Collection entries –
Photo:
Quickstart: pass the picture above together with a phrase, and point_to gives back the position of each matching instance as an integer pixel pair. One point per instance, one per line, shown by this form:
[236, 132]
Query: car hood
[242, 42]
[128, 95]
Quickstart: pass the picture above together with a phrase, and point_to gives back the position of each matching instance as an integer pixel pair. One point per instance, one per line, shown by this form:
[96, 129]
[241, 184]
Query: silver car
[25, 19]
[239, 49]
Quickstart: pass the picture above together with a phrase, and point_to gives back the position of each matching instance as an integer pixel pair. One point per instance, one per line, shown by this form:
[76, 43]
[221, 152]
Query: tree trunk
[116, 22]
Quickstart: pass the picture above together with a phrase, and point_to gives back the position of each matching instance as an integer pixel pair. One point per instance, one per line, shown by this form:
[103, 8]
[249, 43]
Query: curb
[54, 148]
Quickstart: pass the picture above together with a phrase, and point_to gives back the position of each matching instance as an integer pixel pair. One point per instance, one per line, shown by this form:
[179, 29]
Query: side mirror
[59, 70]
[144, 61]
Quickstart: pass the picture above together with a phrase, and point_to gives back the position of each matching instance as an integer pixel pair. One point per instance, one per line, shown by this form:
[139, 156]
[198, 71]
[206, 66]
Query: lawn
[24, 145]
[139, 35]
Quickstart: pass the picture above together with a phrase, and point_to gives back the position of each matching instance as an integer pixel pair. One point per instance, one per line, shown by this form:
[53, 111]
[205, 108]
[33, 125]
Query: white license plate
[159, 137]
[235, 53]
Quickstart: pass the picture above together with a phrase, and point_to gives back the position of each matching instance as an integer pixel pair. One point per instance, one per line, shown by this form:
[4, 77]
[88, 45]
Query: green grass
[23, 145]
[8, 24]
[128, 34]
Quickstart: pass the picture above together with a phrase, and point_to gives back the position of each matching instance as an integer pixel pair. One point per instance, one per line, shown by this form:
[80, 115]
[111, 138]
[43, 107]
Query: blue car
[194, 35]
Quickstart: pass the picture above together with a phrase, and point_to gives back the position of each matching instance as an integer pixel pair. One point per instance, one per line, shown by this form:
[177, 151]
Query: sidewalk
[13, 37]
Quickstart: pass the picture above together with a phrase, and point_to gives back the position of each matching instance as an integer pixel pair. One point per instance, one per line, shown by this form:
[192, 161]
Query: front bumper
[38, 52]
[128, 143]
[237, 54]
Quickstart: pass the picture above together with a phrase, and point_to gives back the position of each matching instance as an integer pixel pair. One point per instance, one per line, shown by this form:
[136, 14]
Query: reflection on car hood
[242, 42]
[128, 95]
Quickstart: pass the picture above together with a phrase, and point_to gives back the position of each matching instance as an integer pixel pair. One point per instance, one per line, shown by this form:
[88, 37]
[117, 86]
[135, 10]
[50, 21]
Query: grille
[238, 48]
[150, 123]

--

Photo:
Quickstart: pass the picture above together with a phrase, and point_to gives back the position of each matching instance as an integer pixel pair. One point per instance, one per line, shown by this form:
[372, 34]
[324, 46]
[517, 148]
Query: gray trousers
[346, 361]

--

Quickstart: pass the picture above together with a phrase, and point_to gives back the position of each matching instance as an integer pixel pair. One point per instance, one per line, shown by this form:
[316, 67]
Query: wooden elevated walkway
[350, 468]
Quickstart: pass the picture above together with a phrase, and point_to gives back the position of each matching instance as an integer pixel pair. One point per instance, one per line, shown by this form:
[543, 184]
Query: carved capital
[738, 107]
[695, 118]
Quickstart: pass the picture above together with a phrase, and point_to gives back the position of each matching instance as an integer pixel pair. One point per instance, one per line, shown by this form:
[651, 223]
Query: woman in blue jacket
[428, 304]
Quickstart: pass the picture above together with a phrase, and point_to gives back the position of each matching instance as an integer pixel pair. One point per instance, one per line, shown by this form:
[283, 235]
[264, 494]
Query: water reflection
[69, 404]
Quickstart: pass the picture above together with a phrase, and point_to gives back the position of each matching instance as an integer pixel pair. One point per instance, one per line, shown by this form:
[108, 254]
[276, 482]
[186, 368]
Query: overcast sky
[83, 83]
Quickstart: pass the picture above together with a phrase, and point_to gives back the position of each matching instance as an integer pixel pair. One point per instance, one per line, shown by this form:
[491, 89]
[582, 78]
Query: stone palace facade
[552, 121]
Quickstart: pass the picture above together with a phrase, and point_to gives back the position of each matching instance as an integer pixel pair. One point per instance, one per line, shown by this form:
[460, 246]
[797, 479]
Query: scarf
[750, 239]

Task directions –
Extract each line of the data above that contains the string "blue", matching case exactly.

Exercise result –
Query: blue car
Query: woman in blue jacket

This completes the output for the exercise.